◆ Goal of the exercise
Please set out the items below as a numbered list, from the line with "Highlight white long-sleeve" up to and including the line with "[444,49,462,65]", and include nothing outside that range. Skip blank lines and leave the pictures out.

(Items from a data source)
— START —

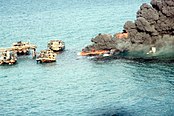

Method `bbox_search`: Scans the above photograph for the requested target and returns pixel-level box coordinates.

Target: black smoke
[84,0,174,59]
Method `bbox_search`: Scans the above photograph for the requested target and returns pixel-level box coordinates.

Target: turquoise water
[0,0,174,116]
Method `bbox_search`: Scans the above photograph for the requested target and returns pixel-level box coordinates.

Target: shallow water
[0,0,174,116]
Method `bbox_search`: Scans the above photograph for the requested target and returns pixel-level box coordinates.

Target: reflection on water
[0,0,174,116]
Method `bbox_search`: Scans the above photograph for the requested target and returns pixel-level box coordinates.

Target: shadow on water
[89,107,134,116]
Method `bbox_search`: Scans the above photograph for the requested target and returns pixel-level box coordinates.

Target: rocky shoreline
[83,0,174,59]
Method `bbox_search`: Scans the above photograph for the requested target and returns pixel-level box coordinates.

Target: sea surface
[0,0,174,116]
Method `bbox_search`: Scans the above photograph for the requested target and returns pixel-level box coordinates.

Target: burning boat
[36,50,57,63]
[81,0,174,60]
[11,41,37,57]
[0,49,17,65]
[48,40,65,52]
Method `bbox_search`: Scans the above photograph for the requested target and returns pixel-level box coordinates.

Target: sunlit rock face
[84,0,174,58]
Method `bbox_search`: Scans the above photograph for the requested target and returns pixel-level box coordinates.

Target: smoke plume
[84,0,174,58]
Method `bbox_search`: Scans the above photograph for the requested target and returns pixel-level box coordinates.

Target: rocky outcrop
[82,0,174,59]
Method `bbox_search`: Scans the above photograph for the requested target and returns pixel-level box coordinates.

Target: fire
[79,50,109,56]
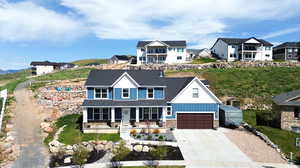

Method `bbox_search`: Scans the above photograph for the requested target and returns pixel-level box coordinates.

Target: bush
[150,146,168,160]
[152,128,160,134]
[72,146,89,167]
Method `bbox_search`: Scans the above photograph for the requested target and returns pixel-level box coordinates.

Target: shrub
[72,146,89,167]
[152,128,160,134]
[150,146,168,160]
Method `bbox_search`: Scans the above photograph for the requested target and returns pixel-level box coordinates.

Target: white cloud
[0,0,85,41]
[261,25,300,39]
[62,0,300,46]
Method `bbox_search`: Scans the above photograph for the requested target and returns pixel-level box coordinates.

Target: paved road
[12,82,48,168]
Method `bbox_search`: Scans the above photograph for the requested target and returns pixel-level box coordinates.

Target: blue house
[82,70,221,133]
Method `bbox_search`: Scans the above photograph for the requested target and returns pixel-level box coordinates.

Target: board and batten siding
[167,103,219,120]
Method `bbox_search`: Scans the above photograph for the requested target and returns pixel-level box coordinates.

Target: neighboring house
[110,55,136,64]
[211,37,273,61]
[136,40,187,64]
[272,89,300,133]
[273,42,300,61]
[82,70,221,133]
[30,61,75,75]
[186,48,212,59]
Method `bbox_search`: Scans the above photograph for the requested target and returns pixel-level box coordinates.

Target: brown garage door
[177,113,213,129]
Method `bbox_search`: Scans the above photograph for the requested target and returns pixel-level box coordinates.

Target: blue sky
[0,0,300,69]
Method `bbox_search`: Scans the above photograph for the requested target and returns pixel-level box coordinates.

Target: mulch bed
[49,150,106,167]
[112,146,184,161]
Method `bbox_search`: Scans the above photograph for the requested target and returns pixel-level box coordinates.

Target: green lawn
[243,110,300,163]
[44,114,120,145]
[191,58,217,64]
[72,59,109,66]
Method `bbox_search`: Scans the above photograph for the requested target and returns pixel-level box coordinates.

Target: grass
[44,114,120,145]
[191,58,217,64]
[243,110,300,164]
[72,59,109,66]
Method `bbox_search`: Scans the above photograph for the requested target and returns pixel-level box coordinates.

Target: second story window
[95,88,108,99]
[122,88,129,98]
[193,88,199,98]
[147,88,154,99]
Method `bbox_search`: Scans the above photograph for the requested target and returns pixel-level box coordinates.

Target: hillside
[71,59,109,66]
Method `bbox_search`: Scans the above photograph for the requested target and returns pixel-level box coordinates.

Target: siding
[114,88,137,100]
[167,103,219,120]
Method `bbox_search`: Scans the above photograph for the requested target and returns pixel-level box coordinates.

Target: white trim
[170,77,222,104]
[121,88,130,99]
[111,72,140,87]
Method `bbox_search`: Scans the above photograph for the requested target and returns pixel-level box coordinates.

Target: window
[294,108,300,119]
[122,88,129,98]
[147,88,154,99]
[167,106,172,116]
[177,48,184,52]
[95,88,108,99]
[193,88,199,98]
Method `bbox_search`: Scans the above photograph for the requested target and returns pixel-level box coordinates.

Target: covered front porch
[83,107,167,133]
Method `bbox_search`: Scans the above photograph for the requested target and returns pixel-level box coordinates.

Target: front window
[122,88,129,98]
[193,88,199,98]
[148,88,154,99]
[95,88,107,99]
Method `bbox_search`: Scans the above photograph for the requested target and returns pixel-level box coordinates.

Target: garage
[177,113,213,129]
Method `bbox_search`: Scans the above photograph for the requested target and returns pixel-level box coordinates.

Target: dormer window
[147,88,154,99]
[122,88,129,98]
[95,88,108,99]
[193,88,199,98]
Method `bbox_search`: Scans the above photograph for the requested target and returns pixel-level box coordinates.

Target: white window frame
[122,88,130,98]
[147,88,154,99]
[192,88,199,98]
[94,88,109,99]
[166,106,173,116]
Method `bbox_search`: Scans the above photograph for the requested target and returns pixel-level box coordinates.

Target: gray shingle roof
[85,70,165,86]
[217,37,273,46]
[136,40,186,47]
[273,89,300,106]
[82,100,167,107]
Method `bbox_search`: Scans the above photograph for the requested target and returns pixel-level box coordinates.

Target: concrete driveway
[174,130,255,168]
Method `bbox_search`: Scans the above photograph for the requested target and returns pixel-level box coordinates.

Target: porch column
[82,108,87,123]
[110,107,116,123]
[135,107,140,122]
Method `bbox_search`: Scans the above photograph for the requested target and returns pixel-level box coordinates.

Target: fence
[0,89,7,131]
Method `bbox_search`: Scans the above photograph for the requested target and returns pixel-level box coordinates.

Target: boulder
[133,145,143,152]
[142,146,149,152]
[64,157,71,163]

— END —
— START —

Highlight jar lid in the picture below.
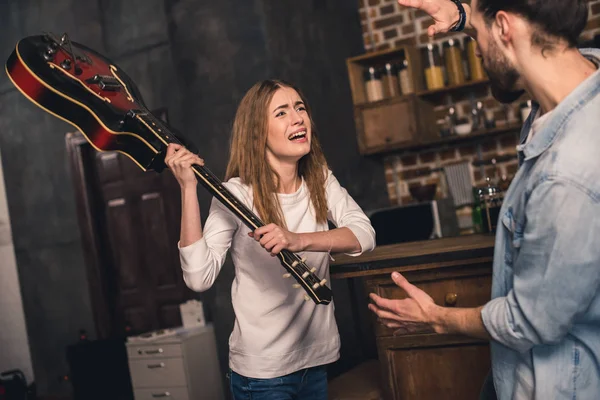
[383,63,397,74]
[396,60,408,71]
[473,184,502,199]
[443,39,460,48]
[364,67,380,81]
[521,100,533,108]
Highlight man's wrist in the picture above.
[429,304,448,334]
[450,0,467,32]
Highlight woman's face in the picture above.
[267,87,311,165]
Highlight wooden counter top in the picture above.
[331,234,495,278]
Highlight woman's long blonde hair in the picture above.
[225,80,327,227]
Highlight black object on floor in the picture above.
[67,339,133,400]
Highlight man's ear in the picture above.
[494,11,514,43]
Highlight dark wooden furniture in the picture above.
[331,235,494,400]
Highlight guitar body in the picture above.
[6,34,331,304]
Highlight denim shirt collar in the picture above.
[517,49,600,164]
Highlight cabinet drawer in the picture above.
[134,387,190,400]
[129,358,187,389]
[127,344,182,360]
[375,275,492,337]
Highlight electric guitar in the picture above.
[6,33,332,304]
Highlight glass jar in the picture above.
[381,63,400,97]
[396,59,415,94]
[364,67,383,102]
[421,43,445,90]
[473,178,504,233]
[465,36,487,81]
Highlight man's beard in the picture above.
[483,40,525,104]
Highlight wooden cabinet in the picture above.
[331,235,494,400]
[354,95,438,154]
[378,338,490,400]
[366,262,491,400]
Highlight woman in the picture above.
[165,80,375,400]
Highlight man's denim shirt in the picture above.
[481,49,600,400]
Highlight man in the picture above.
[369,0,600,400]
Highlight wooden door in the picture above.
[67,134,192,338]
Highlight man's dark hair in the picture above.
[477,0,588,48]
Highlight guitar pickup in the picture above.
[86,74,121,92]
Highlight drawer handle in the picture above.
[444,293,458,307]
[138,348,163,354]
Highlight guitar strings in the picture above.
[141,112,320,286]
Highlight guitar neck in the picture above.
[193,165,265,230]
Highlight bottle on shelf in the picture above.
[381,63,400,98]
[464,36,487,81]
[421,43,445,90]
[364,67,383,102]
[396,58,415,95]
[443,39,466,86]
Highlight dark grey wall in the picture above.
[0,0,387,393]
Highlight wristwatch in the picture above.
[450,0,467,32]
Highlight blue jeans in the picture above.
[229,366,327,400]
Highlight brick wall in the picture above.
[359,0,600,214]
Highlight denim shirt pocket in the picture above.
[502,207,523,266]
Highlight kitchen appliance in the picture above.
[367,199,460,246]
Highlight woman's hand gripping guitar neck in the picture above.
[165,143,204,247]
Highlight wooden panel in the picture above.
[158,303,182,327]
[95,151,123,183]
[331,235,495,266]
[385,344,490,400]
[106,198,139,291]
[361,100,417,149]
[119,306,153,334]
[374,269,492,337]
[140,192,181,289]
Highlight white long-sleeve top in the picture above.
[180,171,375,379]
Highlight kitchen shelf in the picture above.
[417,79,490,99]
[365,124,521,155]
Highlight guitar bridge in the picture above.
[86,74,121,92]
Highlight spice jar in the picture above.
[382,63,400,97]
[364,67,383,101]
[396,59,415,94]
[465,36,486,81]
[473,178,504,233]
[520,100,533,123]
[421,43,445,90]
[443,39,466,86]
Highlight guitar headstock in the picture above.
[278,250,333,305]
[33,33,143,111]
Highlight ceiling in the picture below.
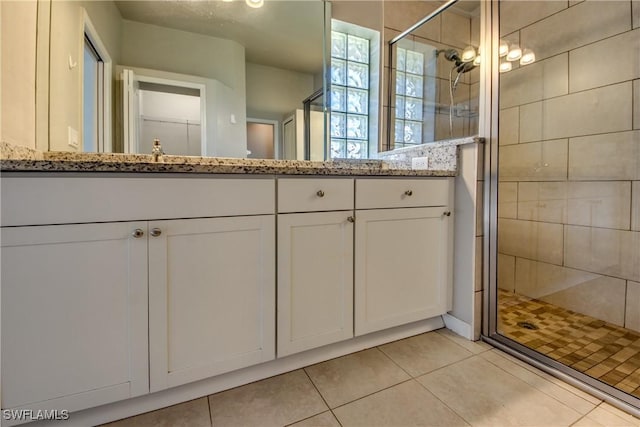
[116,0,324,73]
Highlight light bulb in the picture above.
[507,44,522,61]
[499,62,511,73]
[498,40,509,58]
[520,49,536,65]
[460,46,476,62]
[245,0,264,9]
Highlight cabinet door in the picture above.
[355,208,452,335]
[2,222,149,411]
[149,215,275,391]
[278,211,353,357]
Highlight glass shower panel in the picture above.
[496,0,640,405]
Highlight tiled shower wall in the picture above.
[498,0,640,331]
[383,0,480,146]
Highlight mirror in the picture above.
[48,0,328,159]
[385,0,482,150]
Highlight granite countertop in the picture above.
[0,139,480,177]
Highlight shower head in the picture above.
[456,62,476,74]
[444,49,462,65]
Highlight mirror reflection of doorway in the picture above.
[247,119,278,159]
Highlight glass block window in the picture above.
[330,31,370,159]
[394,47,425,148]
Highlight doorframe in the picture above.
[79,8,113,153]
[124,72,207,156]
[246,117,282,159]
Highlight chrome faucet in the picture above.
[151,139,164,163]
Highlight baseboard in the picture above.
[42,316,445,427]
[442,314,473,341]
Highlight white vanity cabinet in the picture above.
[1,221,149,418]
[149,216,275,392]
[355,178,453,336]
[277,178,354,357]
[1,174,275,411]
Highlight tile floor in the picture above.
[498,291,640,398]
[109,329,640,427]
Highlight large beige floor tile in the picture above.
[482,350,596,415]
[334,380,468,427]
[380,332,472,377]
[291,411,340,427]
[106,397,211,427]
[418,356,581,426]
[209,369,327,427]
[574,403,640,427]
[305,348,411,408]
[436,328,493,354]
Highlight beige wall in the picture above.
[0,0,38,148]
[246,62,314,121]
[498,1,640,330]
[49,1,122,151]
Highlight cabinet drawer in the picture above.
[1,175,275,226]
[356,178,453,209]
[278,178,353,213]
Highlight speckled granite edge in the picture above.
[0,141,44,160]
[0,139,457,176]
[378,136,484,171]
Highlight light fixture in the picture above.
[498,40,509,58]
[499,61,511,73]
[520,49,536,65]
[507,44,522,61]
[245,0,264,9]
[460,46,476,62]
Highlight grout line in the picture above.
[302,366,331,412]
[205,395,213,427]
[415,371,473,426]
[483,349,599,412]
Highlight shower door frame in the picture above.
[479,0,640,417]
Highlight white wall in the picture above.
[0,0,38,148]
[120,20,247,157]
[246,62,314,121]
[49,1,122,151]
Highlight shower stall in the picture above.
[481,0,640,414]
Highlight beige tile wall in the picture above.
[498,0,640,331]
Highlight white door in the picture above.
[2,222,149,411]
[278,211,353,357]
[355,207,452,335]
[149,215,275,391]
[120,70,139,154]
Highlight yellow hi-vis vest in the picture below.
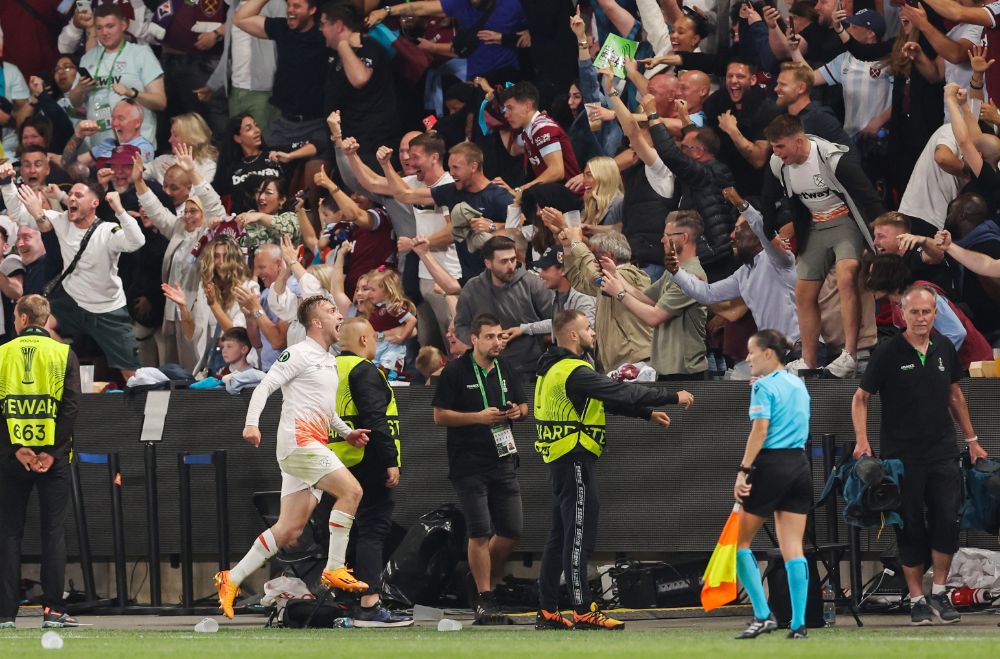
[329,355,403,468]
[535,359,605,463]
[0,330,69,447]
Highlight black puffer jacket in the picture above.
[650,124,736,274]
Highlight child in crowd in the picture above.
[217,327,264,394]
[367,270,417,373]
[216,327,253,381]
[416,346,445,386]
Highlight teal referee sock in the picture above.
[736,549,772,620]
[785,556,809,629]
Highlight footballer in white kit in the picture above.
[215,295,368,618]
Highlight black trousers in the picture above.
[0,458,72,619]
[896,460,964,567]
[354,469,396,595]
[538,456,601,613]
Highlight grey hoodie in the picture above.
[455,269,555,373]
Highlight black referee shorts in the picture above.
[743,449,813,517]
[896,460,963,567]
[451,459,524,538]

— END —

◆ Written answer
1. Highlight white long-sleeve top in the picture above.
2. [180,171,375,379]
3. Highlight kitchen shelf in the picture above.
4. [417,79,490,99]
5. [365,124,521,155]
6. Highlight guitar bridge in the picture above.
7. [86,74,121,92]
8. Highlight spice jar in the picture above.
9. [382,63,400,97]
10. [364,67,383,101]
11. [396,59,415,94]
12. [465,36,486,81]
13. [473,178,504,233]
14. [520,100,533,123]
15. [421,43,445,90]
16. [443,39,466,86]
17. Highlight guitar headstock in the picture above.
18. [278,250,333,305]
19. [33,33,143,111]
20. Highlight ceiling in the picture below.
21. [116,0,324,73]
22. Highlight light bulb in the picture above.
23. [507,44,522,61]
24. [499,62,511,73]
25. [498,40,509,58]
26. [520,49,536,65]
27. [460,46,476,62]
28. [245,0,264,9]
29. Highlight cabinet door in the picture above.
30. [355,208,452,335]
31. [2,222,149,411]
32. [149,215,275,391]
33. [278,211,353,357]
34. Highlight glass shower panel in the picture above.
35. [496,0,640,405]
36. Highlight tiled shower wall in the picture above.
37. [498,0,640,331]
38. [383,0,480,146]
39. Highlight mirror in the picture above.
40. [48,0,328,159]
41. [385,0,482,150]
42. Highlight granite countertop in the picture above.
43. [0,139,480,177]
44. Highlight shower head in the picture above.
45. [456,62,476,74]
46. [444,49,462,65]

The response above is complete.